**DOCUMENT TEXT:**

○ ○ ○ ○ ○

This project has been moved to https://github.com/webg-dev/WebG.backend
This repo houses the WebG backend webservice. The primary purpose of the backend webservice is to scrape and preprocess both the HTML DOM and screenshot of a requested web page and return this data in a format that is suitable for the frontend application.
- Requires Python 3.6+
- Create a virtual environment e.g:
python -m venv venv
- Activate the virtual environment
source venv/bin/activate
(on Linux) - Install requirements:
pip install -r requirements.txt
If you only wish to run and use the webservice then the simplest way is probably to build and run the Docker image:
- Ensure you have Docker installed:
docker --version
- Run
docker build -t webg-backend .
from the root of the repository. - Run
docker run -d --name mycontainer -p 80:80 webg-backend
to start the container. - Visit
http://127.0.0.1/docs
in the browser to view the interactive docs.
If you're going to be making changes to the code then you'll probably want to run the webservice locally:
- Ensure you have firefox installed
sudo apt install firefox
on Linux - Ensure you have xvfb installed if you wish to run the webdriver in a virtual frame buffer
sudo apt-get install xvfb
- From the root of the repository run
uvicorn webservice.main:app --reload
- Visit
http://localhost:8000/docs
in the browser to view the interactive docs.

○ ○ ○ ○ ○

**PROVIDED DATA:**
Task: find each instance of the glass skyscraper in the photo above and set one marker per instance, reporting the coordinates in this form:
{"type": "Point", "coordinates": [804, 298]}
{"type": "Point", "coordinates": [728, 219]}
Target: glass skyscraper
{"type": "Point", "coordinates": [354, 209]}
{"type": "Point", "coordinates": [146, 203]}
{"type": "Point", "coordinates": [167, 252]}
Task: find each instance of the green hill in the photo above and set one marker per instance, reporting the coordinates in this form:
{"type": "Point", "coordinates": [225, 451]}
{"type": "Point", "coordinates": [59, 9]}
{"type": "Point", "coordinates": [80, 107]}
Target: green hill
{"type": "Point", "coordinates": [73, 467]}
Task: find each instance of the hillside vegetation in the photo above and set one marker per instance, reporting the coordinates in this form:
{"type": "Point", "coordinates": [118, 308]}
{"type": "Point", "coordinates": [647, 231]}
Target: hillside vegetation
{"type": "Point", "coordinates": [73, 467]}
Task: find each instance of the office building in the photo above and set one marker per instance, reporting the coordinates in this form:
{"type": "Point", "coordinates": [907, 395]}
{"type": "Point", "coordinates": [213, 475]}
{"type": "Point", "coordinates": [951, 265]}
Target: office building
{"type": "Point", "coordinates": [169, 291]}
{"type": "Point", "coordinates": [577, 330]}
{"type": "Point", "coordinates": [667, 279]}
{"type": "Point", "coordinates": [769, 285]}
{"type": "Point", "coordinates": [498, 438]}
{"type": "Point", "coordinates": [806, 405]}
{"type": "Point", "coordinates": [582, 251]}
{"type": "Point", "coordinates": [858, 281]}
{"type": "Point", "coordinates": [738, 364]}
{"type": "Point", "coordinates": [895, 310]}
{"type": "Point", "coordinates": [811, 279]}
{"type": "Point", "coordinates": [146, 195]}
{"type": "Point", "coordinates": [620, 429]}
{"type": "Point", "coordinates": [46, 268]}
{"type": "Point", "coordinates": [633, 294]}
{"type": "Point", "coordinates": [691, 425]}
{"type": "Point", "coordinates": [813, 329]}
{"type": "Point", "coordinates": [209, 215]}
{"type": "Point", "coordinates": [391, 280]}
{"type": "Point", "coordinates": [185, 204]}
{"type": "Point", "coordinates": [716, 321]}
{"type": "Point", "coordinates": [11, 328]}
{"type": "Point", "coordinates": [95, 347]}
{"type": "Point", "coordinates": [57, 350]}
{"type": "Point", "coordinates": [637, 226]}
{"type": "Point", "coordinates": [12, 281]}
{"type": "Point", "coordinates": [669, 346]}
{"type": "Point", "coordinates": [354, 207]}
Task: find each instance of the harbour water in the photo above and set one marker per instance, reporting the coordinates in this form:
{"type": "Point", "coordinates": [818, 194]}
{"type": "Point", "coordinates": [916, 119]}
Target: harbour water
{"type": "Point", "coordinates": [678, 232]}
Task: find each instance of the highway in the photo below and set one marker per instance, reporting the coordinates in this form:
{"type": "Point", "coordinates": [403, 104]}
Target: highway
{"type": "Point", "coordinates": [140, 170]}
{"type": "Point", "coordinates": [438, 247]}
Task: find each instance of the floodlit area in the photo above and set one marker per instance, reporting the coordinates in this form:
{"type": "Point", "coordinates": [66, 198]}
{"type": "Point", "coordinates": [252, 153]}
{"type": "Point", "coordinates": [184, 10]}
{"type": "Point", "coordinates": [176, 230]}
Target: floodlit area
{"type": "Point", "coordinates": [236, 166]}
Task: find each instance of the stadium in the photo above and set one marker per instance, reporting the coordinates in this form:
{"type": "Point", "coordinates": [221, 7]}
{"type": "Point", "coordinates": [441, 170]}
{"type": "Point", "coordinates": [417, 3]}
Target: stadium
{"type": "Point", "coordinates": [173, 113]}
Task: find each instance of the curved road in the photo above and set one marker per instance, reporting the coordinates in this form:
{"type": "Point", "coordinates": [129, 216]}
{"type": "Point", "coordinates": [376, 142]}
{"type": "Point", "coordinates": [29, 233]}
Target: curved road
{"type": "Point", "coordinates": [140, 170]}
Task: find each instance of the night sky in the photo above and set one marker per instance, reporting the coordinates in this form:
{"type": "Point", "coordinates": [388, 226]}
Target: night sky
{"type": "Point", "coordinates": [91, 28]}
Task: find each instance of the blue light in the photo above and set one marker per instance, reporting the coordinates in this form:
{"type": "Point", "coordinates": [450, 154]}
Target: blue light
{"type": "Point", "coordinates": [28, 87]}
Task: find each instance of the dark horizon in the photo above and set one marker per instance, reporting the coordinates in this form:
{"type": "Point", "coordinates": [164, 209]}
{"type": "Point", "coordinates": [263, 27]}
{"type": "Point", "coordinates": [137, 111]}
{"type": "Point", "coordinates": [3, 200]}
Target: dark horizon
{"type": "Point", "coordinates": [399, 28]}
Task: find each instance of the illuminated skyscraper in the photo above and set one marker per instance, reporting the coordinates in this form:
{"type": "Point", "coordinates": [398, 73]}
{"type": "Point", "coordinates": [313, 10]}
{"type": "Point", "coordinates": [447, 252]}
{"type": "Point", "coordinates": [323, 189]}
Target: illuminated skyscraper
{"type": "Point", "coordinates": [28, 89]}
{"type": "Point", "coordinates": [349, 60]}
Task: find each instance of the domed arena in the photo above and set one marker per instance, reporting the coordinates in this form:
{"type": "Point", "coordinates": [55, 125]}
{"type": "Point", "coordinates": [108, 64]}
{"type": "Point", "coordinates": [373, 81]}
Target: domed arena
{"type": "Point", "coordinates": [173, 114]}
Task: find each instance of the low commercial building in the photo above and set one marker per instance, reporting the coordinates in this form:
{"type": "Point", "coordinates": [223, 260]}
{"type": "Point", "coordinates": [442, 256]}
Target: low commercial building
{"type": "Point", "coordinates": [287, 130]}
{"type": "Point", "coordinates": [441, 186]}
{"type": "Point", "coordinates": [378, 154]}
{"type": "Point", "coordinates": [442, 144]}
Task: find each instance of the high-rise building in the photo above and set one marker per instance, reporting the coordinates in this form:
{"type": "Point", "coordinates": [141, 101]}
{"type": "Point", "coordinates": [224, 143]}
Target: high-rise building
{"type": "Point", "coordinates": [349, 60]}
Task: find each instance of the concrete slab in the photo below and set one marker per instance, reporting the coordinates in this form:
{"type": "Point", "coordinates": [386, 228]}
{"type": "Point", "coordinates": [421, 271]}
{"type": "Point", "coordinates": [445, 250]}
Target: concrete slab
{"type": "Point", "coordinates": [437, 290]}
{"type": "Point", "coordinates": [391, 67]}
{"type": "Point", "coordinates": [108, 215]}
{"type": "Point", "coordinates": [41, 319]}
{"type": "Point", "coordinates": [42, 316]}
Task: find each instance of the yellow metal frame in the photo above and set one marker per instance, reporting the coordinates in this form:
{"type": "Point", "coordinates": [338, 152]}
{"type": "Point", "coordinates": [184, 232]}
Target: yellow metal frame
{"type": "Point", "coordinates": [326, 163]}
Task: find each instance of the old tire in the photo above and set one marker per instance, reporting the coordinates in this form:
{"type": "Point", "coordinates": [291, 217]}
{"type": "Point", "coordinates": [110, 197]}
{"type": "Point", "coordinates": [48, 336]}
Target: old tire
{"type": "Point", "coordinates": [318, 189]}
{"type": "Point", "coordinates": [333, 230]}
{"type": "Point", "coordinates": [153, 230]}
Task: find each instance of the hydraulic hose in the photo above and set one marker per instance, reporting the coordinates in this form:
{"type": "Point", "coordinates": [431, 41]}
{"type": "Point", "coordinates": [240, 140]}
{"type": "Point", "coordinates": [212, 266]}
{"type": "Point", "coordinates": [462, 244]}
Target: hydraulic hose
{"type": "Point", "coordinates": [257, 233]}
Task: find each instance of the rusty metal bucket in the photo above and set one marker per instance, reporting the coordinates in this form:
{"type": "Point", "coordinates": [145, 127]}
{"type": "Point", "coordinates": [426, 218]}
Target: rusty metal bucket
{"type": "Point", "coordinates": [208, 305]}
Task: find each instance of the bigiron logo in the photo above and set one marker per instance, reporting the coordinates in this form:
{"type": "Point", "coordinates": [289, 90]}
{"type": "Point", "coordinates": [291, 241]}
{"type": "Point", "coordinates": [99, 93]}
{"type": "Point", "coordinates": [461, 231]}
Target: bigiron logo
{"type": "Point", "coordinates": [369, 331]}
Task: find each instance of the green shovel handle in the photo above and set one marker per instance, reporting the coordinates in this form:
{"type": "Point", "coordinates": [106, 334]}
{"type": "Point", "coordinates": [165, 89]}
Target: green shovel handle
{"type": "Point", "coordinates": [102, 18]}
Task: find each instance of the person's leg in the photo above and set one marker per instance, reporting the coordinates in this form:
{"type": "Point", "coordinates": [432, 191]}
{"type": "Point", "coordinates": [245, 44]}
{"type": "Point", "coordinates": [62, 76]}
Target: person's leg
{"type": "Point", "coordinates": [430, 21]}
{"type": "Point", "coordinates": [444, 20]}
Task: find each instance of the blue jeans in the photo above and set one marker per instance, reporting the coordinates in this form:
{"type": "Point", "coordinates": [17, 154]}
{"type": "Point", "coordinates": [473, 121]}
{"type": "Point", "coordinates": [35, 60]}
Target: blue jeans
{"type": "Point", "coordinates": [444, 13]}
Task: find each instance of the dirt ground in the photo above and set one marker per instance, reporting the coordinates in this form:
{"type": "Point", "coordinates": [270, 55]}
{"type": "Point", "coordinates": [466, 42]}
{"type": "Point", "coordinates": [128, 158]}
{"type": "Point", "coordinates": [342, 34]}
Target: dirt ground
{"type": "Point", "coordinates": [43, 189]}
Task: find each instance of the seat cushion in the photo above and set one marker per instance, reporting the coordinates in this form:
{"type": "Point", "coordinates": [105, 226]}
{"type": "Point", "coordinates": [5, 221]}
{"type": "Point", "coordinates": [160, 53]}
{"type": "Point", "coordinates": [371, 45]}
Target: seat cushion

○ ○ ○ ○ ○

**SHORT EXERCISE:**
Please answer these questions using the WebG backend text:
1. What Python version does the project require?
2. What must be installed to run the webdriver in a virtual frame buffer?
3. At what address can the interactive docs be viewed when the webservice runs locally?

**TASK RESPONSE:**
1. Python 3.6 or later
2. xvfb
3. http://localhost:8000/docs